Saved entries
★ ★ ★
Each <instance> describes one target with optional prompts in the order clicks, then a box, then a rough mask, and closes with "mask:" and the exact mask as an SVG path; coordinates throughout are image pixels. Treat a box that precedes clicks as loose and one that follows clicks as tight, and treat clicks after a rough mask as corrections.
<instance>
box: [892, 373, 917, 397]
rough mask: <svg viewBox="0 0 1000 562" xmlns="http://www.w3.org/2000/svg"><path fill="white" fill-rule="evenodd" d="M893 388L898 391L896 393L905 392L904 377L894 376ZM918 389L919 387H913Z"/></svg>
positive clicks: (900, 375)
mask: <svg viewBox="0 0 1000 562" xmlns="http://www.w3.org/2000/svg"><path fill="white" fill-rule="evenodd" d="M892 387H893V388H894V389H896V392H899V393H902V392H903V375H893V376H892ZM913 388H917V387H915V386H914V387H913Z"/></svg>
★ ★ ★
Repeat these lines word for word.

Each <instance> describes one target with optional prompts in the order clicks, then a box, then a rough mask, and closes with "mask:" and the exact mask as an SVG path; coordinates throughout are image pixels. Treat a box that precedes clicks as loose and one that follows clicks as tight, and treat clicks after a rough mask as corrections.
<instance>
box: [892, 373, 917, 397]
rough mask: <svg viewBox="0 0 1000 562" xmlns="http://www.w3.org/2000/svg"><path fill="white" fill-rule="evenodd" d="M893 388L898 391L896 393L905 392L904 377L894 376ZM918 389L919 387H913Z"/></svg>
positive clicks: (900, 375)
mask: <svg viewBox="0 0 1000 562" xmlns="http://www.w3.org/2000/svg"><path fill="white" fill-rule="evenodd" d="M892 387H893V388H894V389H896V392H899V393H902V392H903V375H893V376H892ZM913 388H917V387H915V386H914V387H913Z"/></svg>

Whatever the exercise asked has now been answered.